Turn the lines of the listing below, from the line with "Report x and y for each instance of the girl" through the line with "x=264, y=52", into a numbered list, leaving out any blank lines.

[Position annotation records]
☆ ☆ ☆ ☆
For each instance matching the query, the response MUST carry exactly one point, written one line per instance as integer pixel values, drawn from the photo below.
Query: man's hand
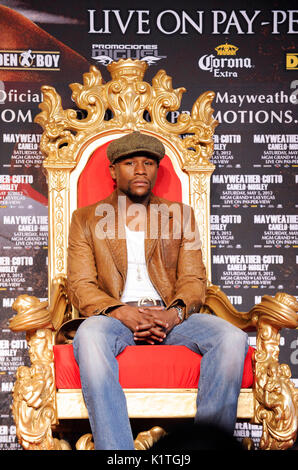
(140, 319)
(164, 321)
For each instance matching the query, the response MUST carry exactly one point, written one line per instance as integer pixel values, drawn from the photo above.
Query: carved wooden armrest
(32, 314)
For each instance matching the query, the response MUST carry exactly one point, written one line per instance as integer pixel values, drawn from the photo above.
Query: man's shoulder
(86, 211)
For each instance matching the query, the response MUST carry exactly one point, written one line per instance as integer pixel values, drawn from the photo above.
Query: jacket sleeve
(82, 284)
(190, 287)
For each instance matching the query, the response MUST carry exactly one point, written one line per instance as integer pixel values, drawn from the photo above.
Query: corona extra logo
(226, 49)
(225, 64)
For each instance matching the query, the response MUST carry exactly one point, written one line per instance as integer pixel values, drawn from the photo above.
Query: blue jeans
(100, 339)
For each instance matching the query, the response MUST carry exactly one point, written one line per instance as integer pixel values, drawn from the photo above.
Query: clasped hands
(149, 324)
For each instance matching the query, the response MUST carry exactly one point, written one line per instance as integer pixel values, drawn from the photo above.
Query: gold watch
(179, 312)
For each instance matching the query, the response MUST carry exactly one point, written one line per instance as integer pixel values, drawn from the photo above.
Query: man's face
(135, 176)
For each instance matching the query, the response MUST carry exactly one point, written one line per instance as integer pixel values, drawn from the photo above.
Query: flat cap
(133, 144)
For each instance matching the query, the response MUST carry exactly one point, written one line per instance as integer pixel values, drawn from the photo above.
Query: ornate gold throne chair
(72, 143)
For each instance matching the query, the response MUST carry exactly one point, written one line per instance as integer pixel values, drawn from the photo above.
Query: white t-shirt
(138, 284)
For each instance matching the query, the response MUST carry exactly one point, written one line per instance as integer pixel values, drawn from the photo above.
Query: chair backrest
(74, 143)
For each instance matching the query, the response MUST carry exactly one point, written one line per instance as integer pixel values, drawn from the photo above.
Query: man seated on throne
(136, 273)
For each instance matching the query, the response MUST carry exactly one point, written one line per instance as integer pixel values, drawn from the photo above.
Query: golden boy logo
(292, 61)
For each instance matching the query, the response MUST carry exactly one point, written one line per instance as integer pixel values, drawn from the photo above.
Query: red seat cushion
(145, 367)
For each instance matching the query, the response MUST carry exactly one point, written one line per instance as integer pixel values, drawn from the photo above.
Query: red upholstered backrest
(95, 182)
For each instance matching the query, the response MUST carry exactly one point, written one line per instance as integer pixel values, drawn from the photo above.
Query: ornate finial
(128, 68)
(288, 300)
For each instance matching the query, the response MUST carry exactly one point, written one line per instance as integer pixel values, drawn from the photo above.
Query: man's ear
(112, 171)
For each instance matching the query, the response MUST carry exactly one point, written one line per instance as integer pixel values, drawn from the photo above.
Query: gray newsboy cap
(135, 143)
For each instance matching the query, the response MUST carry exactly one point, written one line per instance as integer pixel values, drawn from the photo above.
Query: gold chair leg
(33, 405)
(276, 396)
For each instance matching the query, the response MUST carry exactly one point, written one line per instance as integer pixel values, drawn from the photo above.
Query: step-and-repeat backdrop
(248, 55)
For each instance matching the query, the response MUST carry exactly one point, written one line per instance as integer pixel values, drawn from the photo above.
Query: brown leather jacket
(97, 256)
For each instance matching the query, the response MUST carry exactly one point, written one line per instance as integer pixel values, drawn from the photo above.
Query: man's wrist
(180, 312)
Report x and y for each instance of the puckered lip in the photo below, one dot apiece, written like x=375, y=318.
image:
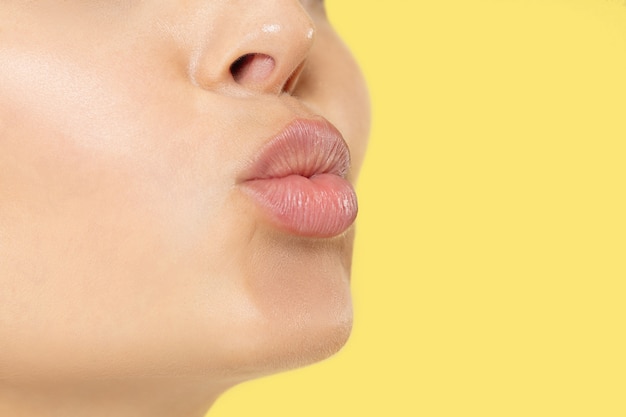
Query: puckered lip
x=298, y=179
x=305, y=147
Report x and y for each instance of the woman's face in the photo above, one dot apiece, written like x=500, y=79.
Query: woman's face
x=171, y=198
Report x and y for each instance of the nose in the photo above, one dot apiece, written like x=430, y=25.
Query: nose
x=261, y=47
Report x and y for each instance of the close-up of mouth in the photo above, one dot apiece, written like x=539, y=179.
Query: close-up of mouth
x=299, y=180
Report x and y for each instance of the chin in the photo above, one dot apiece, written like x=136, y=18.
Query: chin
x=299, y=292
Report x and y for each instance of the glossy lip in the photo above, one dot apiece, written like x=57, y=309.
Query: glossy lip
x=299, y=180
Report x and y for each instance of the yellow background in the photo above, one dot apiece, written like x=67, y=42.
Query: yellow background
x=490, y=268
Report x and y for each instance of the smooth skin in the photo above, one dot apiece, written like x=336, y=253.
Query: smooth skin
x=136, y=278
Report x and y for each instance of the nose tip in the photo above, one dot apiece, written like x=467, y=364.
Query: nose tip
x=264, y=51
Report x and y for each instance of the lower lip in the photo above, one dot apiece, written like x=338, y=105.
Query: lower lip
x=324, y=205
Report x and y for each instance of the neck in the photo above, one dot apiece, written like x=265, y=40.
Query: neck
x=138, y=397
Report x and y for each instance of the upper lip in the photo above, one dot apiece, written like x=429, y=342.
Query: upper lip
x=305, y=147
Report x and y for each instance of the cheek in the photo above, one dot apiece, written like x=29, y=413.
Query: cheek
x=334, y=86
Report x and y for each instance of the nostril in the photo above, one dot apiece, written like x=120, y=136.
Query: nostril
x=252, y=68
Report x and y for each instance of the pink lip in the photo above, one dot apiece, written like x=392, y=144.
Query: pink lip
x=299, y=179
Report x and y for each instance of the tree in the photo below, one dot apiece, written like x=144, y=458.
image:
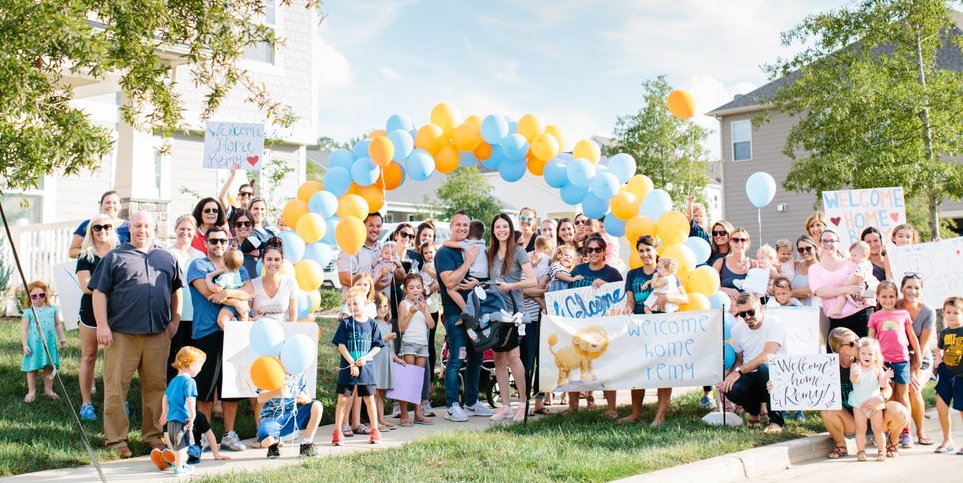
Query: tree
x=46, y=40
x=466, y=189
x=876, y=100
x=667, y=149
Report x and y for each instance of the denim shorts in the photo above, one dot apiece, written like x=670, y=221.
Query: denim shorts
x=417, y=350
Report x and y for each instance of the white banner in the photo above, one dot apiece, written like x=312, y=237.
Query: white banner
x=849, y=212
x=939, y=264
x=587, y=302
x=803, y=335
x=805, y=382
x=229, y=143
x=238, y=357
x=682, y=349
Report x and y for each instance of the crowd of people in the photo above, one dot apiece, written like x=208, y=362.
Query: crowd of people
x=143, y=303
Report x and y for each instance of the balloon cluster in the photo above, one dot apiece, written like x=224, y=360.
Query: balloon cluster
x=278, y=356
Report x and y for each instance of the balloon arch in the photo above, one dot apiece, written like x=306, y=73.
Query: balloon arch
x=328, y=215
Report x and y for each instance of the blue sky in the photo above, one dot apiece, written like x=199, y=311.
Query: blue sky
x=577, y=64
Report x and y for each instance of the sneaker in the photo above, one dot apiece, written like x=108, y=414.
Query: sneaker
x=231, y=442
x=455, y=413
x=308, y=450
x=87, y=412
x=479, y=409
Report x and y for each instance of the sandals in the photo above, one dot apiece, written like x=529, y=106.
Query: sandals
x=838, y=452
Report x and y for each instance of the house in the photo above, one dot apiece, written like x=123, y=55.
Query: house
x=747, y=150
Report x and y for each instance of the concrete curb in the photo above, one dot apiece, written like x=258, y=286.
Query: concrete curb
x=744, y=464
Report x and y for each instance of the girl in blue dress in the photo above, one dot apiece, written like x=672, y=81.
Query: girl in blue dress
x=52, y=329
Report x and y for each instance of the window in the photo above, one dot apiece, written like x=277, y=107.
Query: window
x=741, y=140
x=264, y=52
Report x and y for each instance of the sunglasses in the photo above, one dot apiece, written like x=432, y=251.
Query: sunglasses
x=746, y=313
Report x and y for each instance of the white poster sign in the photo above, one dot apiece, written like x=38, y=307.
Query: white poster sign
x=587, y=302
x=939, y=264
x=682, y=349
x=230, y=143
x=238, y=357
x=68, y=292
x=805, y=382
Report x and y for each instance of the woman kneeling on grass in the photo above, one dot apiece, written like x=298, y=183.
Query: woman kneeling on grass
x=840, y=422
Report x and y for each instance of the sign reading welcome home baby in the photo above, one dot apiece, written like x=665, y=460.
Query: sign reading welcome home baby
x=587, y=302
x=619, y=352
x=805, y=382
x=230, y=143
x=849, y=212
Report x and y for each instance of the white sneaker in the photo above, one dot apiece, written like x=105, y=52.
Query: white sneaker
x=455, y=413
x=479, y=409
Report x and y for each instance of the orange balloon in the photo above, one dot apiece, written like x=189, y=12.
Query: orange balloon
x=680, y=104
x=483, y=151
x=381, y=150
x=429, y=137
x=447, y=159
x=392, y=175
x=307, y=189
x=466, y=137
x=293, y=210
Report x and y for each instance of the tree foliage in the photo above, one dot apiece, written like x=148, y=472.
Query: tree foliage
x=47, y=41
x=466, y=189
x=667, y=149
x=875, y=102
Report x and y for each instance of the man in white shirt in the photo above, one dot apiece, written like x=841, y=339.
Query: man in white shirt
x=760, y=337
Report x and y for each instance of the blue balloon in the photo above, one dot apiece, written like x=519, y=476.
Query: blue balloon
x=399, y=121
x=760, y=188
x=403, y=143
x=656, y=203
x=298, y=353
x=342, y=158
x=614, y=226
x=267, y=338
x=572, y=194
x=593, y=206
x=293, y=245
x=494, y=129
x=622, y=166
x=337, y=180
x=319, y=252
x=556, y=173
x=364, y=172
x=581, y=172
x=419, y=165
x=604, y=185
x=699, y=247
x=323, y=203
x=515, y=147
x=511, y=171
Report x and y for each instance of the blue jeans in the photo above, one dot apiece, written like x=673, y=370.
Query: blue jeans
x=458, y=338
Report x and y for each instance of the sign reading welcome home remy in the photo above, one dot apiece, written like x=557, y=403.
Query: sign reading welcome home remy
x=849, y=212
x=230, y=143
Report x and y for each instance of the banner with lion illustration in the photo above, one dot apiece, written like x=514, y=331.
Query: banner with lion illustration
x=620, y=352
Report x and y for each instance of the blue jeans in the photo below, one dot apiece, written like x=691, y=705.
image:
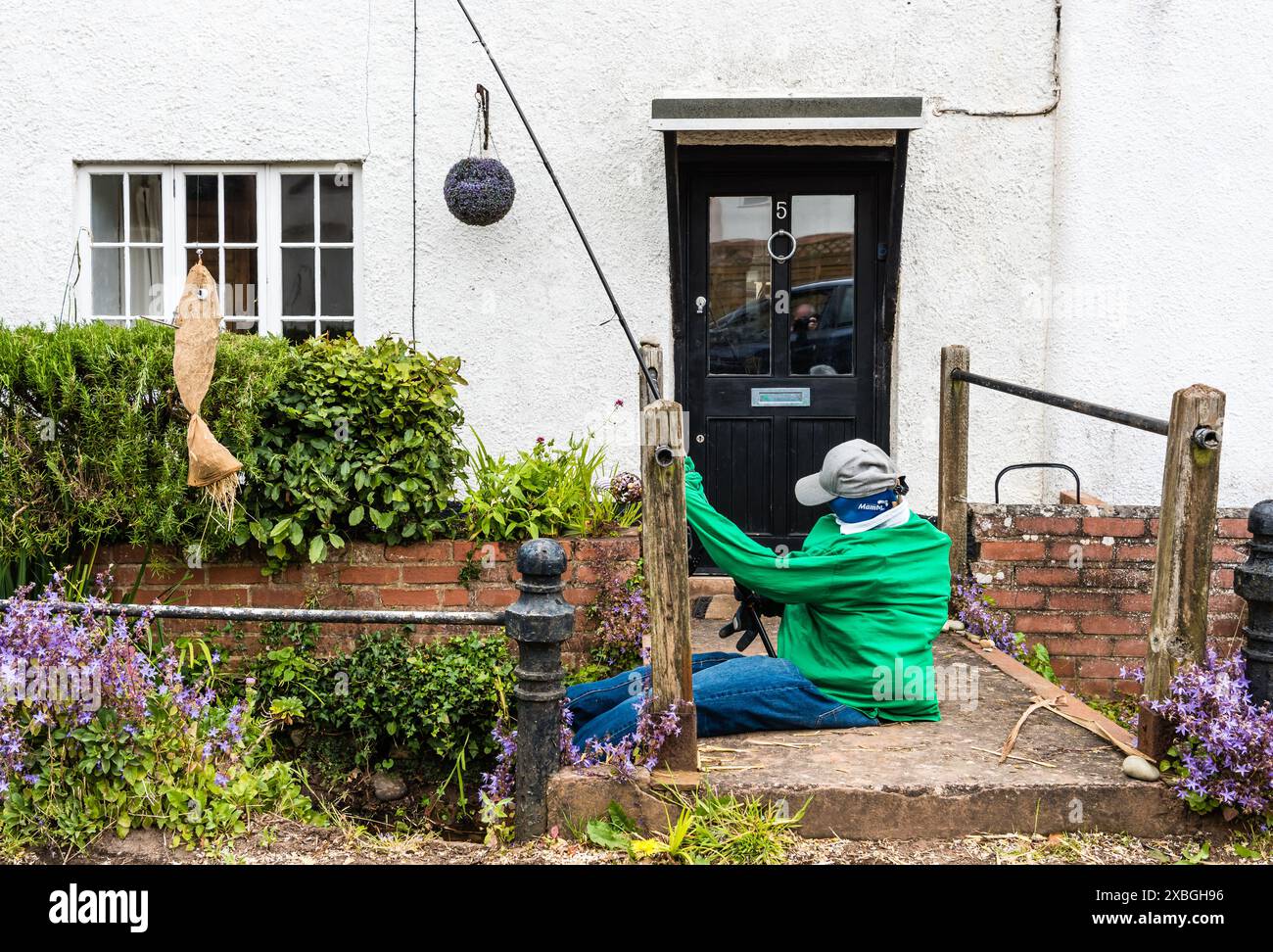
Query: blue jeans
☆ ☆ ☆ ☆
*The response*
1. Report x and y for each instance of the girl in blue dress in the photo above, one dot apiece, written like x=672, y=81.
2. Query: girl in blue dress
3. x=52, y=329
4. Report x and y for each instance of the window in the photo above, one dot apiece, written like x=277, y=107.
5. Query: window
6. x=741, y=140
7. x=264, y=52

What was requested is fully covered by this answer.